**Document passage**
————

While Harnad focuses his paper on the higher levels of the hierarchy and their 
philosophical implications, it is the lowest level that is (probably) most applicable to 
computer games. This is tl, where t stands for toy, not Turing. Toy models of intelligence 
replicate some subtotal fragments of human functional capacity, from selected arbitrary 
fragments to collections of self-sufficient modules that represent components of full-scale 
human capacity. 

At the higher levels, being able to pass the Turing test with sentences via a terminal is 
no longer sufficient - the machine must be able to interact with the world at large. At the 
lower tl level, the ability to converse in type is not a requirement at all; any aspect of 
human functional capacity can be selected for testing. But to pass even a toy test, it is 
required that human capacities be imitated, not matched or bettered. Beating a 
grandmaster at chess does not mean that a computer has passed the tl test. Only if the 
human opponent and other observers are fooled into thinking that a human is playing 
would the computer pass the tl test. When Deep Blue defeated the world chess champion 
Gary Kasparov, the fact that he and other chess experts questioned whether he had been 
playing a computer raised the issue of whether a computer had passed the Turing test, not 
the fact that it had defeated him [Krol 1999]. 

Similarly, the requirement for modern computer games is not unbeatable AI, but 
believable AI. All we have to do now is determine whether or not some AI is believable. 
To do this we need some idea of what believable is and some means of testing 
believability. And we can forget about the philosophical arguments over whether or not a 
machine that fools a human is or is not intelligent; fooling the human is all that we care 
about. 

2. BELIEVABLE AI? 

What does it mean to declare that a game Al is believable? The answer may depend quite 
strongly both on the game being played and the role of AI. To start with, consider two 
different games set in a historical or contemporary war. 

Our first game is a first person shooter (FPS). The players look through the eyes of 
their characters and control their avatars as they move around a virtual battleground. 
Other avatars might be controlled by other players or by a computer program. We may 
judge a computer program a success in any case where a majority of players is unable to 
tell which of the other avatars are controlled by humans and which by computers. But this 
is not necessarily the correct goal. Perhaps the challenge should be for the AI avatars to 
act more convincingly, like the soldiers they represent, acting individually and 
collectively in a manner that imitates the tactics, training, and combat styles of the real- 
world combatants. This version is more in keeping with the style of Turing’s Imitation 
Game, challenging the AI to beat a human at some role-playing task. The idea of 
modifying the Imitation Game in order to have the computer take on different roles is not 
new, and has been explored previously [Colby 1981; Hayes and Ford 1995]. Which of 
these goals is correct, should AI be indistinguishable from a human player or should it try 
to be a better role-player? 

If our second game were a strategy game, with the player in the role of a general in 
command of large numbers of battlefield units, we could pose a similar question. Should 
AI players be tested on whether they play like human players, or whether they use 
commands that are historically accurate and replicate the behavior of a typical general of 
the period in question?

————

**Raw data**
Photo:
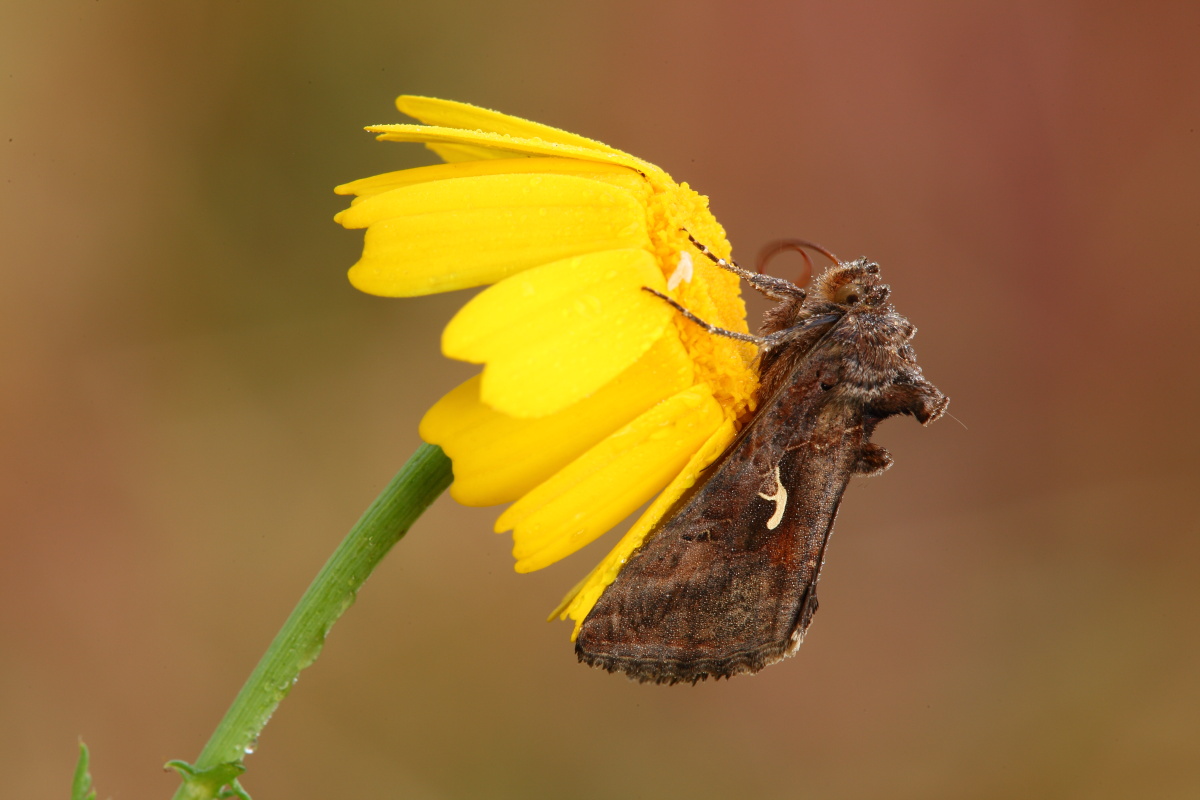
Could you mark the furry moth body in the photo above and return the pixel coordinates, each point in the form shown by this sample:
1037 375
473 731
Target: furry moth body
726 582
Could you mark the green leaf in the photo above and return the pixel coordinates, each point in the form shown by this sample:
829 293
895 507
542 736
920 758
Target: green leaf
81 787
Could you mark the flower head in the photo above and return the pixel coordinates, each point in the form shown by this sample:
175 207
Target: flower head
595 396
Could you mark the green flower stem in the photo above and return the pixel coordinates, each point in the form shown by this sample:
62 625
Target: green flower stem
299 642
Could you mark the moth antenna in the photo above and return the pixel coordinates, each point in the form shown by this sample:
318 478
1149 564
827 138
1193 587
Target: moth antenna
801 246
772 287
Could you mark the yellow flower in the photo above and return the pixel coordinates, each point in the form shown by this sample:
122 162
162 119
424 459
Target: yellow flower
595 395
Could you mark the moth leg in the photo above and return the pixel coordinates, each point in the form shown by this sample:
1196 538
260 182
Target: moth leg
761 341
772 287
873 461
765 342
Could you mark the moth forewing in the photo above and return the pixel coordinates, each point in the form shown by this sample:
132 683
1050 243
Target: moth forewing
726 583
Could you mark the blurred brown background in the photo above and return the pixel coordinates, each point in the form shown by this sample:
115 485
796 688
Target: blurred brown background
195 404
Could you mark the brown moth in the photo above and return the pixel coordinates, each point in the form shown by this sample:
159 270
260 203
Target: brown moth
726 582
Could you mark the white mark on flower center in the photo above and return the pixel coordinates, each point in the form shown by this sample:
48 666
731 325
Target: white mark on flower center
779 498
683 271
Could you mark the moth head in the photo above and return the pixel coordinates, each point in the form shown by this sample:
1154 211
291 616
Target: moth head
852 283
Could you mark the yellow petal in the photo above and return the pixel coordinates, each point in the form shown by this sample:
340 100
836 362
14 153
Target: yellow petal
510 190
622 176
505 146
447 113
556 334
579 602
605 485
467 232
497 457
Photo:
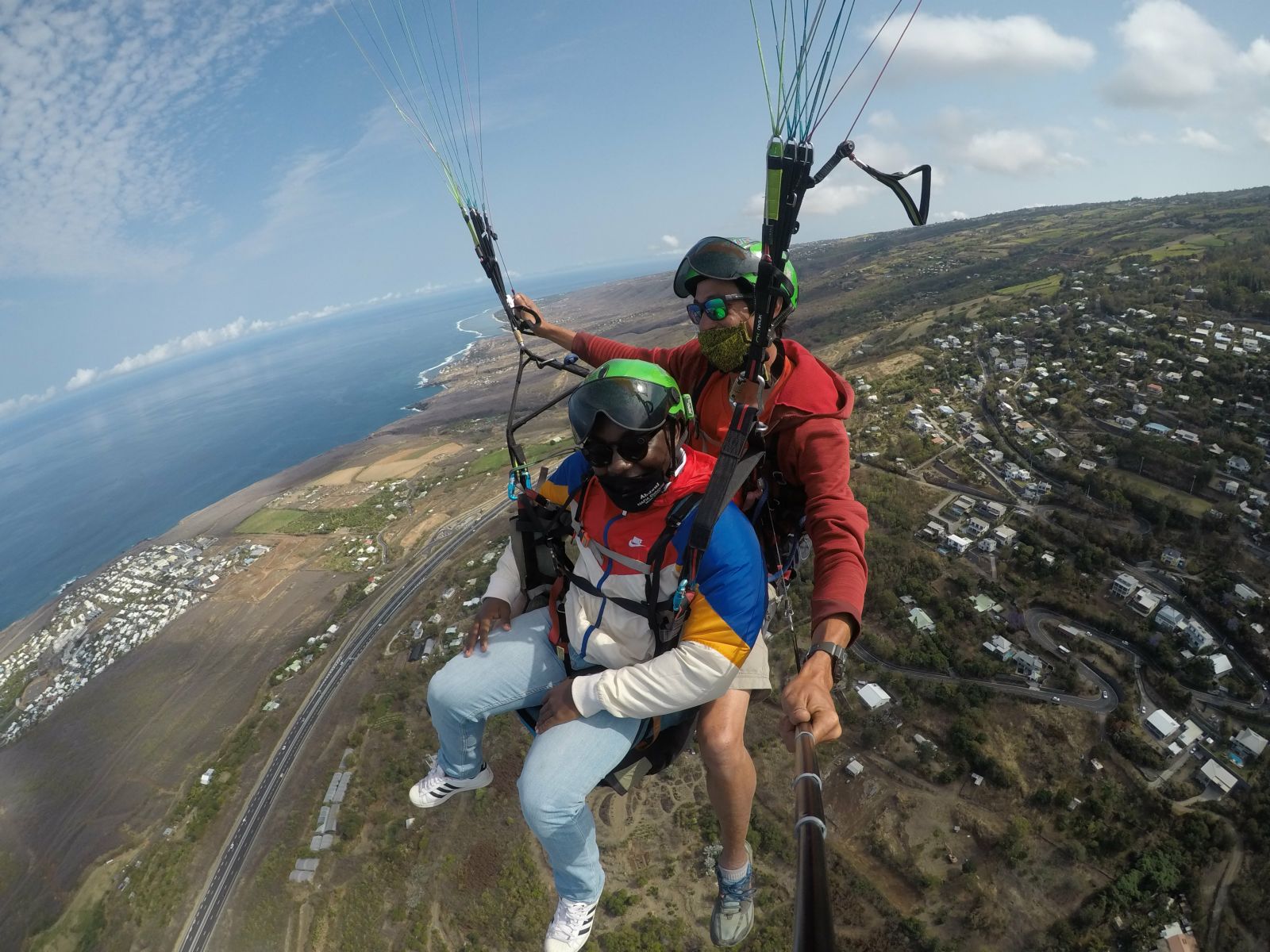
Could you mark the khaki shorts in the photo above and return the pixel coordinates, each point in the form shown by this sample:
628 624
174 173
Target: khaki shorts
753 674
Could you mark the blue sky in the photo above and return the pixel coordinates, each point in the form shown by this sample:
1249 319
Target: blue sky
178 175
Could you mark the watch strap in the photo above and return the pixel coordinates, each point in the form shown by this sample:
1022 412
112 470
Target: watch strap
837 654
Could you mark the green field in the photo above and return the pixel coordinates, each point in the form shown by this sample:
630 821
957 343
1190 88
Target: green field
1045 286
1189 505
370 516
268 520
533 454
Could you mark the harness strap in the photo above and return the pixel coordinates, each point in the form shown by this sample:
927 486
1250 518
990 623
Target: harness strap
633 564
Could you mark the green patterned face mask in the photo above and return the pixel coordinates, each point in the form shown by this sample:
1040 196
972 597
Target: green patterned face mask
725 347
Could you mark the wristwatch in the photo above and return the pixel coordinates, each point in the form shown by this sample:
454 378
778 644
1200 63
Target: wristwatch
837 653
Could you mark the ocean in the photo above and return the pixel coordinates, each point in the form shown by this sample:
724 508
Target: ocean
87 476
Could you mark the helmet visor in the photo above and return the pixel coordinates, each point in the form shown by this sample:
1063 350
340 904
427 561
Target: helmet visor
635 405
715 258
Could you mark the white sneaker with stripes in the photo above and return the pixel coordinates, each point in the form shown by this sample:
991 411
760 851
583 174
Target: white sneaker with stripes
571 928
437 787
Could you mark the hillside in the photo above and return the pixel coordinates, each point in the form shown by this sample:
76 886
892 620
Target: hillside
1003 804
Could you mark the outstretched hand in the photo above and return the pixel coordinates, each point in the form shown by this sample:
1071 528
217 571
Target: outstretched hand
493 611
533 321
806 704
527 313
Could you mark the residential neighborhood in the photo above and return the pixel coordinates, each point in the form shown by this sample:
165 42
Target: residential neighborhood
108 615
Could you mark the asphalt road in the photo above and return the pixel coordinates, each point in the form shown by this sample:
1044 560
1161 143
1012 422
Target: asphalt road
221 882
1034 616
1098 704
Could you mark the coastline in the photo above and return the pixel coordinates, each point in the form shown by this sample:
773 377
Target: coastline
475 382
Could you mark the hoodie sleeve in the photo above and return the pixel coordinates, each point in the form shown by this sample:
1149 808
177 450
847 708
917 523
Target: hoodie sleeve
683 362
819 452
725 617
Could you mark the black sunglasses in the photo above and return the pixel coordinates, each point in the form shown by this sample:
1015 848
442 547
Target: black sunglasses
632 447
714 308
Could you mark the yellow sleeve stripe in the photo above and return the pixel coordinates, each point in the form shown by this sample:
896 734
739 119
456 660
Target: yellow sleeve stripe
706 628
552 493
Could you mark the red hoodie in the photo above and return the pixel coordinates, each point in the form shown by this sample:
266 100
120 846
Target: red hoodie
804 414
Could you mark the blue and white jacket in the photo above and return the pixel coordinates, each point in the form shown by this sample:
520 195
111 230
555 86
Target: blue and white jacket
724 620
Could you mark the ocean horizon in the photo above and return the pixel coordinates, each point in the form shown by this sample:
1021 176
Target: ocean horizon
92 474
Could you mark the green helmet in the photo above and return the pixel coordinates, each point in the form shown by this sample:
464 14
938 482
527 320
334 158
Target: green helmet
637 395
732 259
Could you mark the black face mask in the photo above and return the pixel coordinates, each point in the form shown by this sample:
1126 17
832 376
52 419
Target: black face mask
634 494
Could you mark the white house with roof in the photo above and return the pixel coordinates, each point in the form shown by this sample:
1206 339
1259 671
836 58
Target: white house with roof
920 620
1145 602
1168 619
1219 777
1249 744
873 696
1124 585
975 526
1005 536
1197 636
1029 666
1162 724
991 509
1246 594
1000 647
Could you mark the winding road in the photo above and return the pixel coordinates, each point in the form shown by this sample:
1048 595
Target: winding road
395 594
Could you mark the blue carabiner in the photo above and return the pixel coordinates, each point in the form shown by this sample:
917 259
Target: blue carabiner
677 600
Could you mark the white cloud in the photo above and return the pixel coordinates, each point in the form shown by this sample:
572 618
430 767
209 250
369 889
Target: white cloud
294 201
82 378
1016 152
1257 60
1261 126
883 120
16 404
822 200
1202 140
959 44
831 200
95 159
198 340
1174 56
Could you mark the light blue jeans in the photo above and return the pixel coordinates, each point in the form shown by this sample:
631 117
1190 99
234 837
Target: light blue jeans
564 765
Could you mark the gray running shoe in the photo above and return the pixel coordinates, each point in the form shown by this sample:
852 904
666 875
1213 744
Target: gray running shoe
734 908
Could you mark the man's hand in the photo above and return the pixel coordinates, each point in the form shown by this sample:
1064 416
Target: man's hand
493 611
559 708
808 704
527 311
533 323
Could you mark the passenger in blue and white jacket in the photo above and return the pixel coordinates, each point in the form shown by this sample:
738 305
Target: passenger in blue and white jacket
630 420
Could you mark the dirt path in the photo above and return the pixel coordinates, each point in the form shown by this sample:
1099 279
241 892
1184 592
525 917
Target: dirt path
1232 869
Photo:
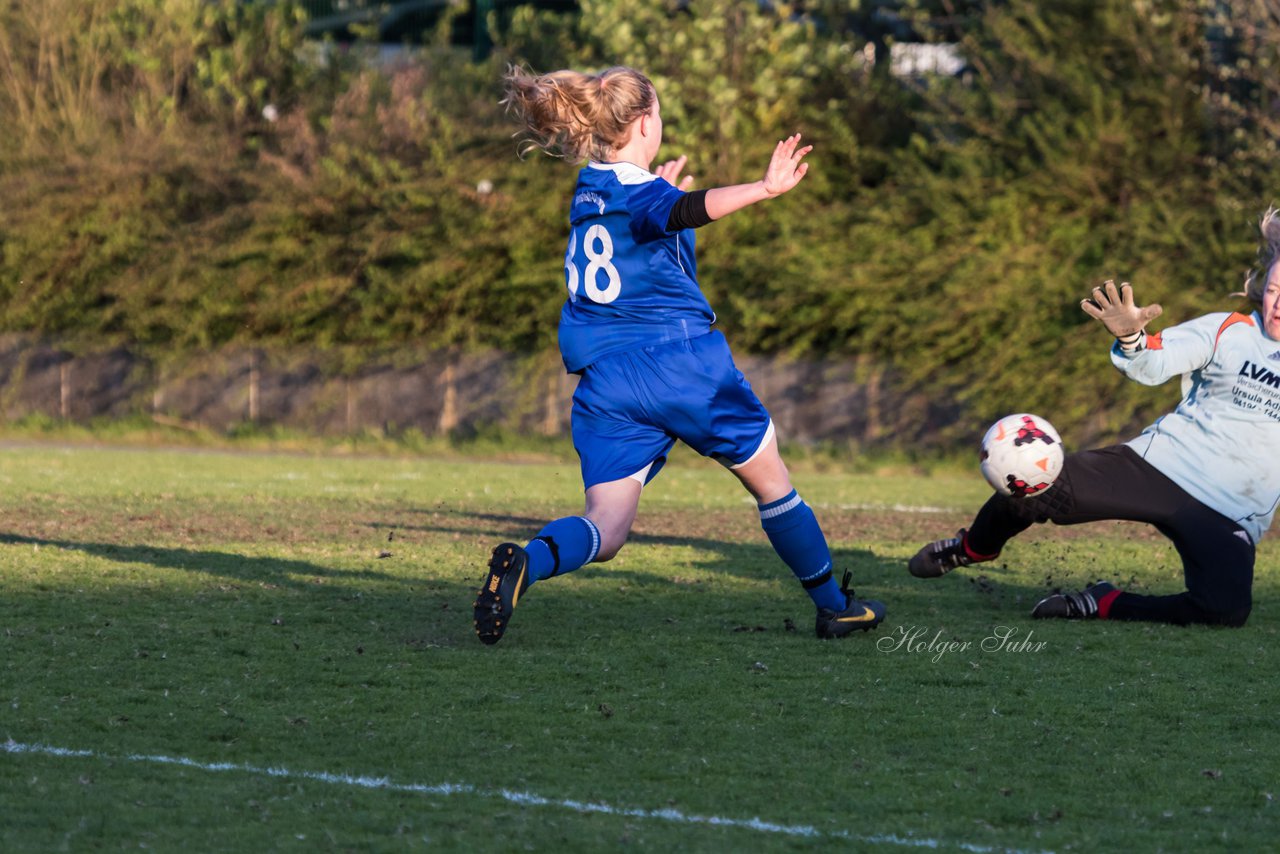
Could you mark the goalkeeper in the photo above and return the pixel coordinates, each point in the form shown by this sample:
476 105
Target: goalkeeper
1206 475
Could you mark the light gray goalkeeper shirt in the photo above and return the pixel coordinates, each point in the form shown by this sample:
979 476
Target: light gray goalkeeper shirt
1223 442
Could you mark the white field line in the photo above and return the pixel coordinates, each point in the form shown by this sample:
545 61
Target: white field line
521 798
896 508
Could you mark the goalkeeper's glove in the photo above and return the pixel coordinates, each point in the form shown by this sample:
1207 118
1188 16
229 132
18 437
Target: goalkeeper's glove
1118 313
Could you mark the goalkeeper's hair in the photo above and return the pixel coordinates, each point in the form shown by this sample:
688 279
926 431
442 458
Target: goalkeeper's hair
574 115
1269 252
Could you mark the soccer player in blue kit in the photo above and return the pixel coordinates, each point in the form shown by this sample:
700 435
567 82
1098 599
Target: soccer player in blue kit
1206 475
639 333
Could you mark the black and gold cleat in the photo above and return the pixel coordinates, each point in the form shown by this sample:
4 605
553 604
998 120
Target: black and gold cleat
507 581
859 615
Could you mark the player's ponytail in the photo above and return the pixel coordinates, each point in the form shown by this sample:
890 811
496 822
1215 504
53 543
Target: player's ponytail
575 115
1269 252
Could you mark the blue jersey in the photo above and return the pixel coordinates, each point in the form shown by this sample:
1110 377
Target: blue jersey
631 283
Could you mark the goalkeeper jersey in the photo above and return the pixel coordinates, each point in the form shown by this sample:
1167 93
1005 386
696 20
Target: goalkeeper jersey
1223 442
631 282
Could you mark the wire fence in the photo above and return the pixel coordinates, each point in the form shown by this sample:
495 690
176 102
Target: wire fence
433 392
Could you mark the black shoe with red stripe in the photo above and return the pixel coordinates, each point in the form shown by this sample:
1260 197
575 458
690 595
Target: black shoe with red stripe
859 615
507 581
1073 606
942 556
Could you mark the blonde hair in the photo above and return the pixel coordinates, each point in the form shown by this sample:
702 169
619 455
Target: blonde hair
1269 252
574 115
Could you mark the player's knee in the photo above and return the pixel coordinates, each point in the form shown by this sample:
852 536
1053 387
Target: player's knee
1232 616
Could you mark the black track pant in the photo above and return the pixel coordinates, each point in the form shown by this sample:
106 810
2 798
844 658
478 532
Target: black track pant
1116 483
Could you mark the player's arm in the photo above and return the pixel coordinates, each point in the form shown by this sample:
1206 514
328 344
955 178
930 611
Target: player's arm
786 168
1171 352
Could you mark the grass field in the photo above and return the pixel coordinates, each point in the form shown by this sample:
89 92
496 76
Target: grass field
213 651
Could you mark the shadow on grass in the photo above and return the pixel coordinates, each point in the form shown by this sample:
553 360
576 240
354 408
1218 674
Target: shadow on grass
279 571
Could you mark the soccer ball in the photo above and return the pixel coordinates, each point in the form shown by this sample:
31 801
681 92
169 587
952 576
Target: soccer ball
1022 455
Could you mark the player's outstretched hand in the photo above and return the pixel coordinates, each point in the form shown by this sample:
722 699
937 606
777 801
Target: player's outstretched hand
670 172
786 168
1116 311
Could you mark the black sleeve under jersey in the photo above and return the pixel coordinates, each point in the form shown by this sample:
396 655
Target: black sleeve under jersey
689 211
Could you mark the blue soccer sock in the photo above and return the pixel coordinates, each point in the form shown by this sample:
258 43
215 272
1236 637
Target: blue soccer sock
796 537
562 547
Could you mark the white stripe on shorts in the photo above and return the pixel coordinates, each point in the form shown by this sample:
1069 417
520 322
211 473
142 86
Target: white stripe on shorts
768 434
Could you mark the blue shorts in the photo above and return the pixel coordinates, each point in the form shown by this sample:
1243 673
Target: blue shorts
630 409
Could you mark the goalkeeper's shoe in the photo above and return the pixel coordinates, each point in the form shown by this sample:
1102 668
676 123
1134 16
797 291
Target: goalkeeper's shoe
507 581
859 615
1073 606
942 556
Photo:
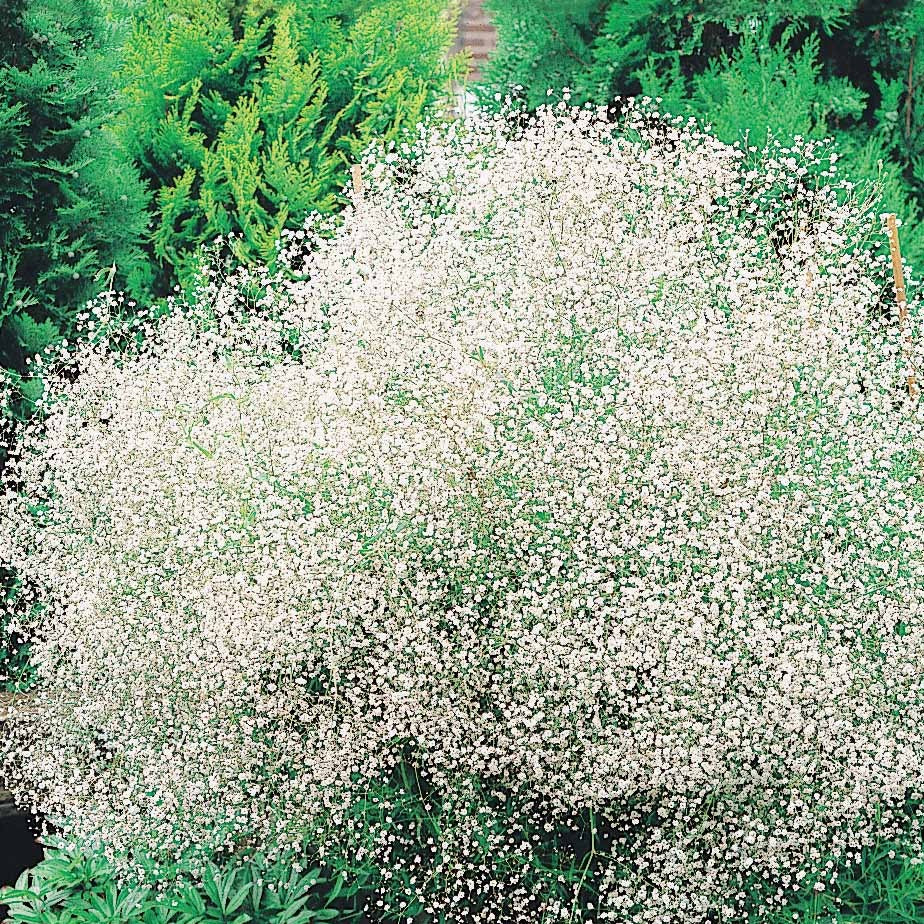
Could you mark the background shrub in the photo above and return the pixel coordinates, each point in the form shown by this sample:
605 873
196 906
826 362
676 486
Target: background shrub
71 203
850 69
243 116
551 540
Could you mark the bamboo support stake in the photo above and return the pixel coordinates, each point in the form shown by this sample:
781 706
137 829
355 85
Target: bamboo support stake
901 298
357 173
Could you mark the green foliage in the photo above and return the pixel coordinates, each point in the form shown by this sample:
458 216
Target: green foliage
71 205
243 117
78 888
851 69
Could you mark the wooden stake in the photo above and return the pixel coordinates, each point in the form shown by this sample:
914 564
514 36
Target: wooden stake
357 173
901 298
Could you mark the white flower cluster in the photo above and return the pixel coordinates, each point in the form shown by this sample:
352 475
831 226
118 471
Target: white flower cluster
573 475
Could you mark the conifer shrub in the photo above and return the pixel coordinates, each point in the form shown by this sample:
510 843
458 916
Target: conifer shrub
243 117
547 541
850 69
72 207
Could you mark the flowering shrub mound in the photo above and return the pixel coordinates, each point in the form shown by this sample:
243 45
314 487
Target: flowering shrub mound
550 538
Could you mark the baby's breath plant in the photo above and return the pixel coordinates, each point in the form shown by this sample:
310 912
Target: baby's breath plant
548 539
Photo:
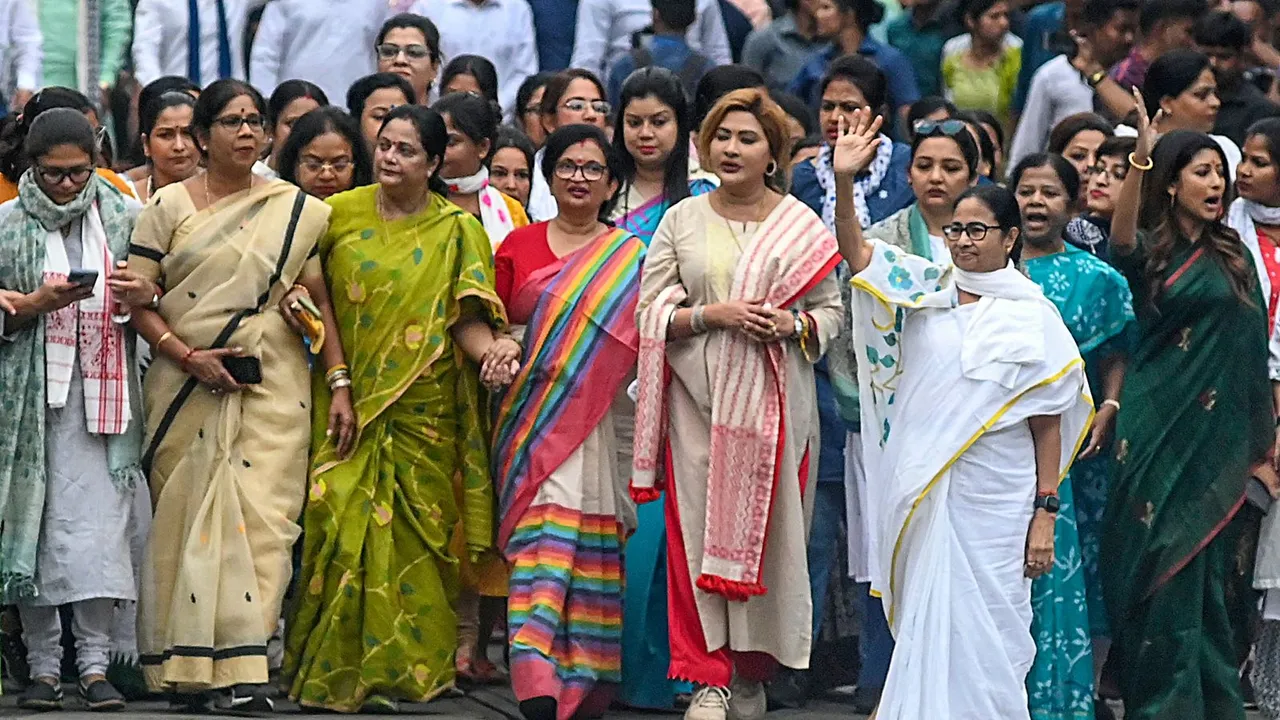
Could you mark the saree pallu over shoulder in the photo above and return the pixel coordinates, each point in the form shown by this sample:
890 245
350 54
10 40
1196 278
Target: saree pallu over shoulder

————

**Request 1**
Summarize the passage about believable game AI in two sentences.
**Request 2**
Write out the passage about believable game AI between "Similarly, the requirement" and "or contemporary war.", inclusive.
Rely only on the passage about believable game AI, not on the listing.

**Task response 1**
The passage says the lowest, toy (tl) level of Harnad's hierarchy is probably most applicable to computer games, and that passing even a toy test requires imitating human capacities rather than matching or bettering them. It holds that modern games need believable rather than unbeatable AI, and asks whether AI in a first person shooter or a strategy game should be indistinguishable from a human player or should convincingly imitate the soldiers or generals it represents.

**Task response 2**
Similarly, the requirement for modern computer games is not unbeatable AI, but 
believable AI. All we have to do now is determine whether or not some AI is believable. 
To do this we need some idea of what believable is and some means of testing 
believability. And we can forget about the philosophical arguments over whether or not a 
machine that fools a human is or is not intelligent; fooling the human is all that we care 
about. 

2. BELIEVABLE AI? 

What does it mean to declare that a game Al is believable? The answer may depend quite 
strongly both on the game being played and the role of AI. To start with, consider two 
different games set in a historical or contemporary war.